> [Description of the task]
Select every line in the records below that contains the word "Give" and copy each one. Case matters.
○ ○ ○ ○
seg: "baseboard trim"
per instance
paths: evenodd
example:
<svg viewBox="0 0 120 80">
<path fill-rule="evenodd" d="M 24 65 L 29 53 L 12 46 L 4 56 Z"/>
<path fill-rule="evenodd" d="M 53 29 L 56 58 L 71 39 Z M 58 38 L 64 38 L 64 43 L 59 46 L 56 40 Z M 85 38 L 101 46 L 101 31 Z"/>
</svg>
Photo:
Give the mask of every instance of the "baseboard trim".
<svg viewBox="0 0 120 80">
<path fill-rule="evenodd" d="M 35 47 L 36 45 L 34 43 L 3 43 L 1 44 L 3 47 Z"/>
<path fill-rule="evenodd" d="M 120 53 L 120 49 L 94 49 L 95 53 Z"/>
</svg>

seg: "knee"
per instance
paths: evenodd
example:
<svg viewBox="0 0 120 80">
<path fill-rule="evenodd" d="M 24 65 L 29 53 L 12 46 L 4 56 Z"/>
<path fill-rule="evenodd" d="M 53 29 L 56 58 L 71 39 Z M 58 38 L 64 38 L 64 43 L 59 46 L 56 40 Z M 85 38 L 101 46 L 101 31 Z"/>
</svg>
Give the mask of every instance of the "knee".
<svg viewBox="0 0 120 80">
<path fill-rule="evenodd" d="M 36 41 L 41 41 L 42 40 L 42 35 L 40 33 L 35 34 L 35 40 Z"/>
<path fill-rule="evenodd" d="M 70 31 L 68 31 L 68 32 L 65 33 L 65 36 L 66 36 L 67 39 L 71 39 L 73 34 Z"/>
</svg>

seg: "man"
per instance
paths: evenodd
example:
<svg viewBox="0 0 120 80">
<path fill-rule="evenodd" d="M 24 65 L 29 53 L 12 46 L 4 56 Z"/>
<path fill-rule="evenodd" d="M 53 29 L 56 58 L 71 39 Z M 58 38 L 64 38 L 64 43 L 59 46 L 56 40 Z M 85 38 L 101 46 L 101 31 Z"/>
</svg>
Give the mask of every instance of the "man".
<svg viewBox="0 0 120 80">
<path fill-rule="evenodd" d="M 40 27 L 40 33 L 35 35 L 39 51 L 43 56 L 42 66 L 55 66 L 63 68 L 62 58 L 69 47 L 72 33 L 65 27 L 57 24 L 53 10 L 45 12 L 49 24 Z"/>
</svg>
○ ○ ○ ○
> [Task response]
Give the mask of every instance of the "baseboard trim".
Give the mask of every instance of the "knee".
Give the mask of every instance of the "man".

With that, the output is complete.